---------- Supplied records

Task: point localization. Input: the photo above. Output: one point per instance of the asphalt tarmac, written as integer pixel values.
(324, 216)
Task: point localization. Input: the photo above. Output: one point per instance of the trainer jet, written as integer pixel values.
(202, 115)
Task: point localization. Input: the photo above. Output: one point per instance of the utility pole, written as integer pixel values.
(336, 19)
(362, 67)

--------------------
---------- Supplied records

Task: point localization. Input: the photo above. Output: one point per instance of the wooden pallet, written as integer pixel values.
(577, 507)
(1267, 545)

--------------------
---------- Supplied records

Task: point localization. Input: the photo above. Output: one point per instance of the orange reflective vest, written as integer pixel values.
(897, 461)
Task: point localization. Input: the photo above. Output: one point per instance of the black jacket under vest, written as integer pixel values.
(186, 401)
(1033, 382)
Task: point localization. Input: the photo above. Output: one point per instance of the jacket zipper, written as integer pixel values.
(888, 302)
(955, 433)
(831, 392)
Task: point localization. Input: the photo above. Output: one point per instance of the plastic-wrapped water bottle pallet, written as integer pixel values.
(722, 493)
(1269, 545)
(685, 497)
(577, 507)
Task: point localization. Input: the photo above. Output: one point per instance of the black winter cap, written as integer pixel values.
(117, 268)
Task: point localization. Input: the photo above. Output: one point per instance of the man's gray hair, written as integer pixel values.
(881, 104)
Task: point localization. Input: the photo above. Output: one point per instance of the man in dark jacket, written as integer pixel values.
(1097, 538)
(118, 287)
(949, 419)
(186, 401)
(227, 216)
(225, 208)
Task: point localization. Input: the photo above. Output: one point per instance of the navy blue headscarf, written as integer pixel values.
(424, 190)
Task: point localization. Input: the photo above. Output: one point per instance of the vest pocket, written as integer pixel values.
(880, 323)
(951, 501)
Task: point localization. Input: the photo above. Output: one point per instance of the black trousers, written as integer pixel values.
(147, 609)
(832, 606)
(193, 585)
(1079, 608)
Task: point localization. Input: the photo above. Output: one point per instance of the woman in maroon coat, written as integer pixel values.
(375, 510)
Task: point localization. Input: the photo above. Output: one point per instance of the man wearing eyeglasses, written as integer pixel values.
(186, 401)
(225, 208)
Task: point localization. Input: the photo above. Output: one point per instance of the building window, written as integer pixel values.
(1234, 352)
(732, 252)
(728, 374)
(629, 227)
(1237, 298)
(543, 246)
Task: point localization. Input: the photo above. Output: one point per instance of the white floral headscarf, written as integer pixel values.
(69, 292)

--------------------

**Request:** State how many lines in the material contain the string "black", matching case exactly, and reply with the number alone.

**Result of this task:** 3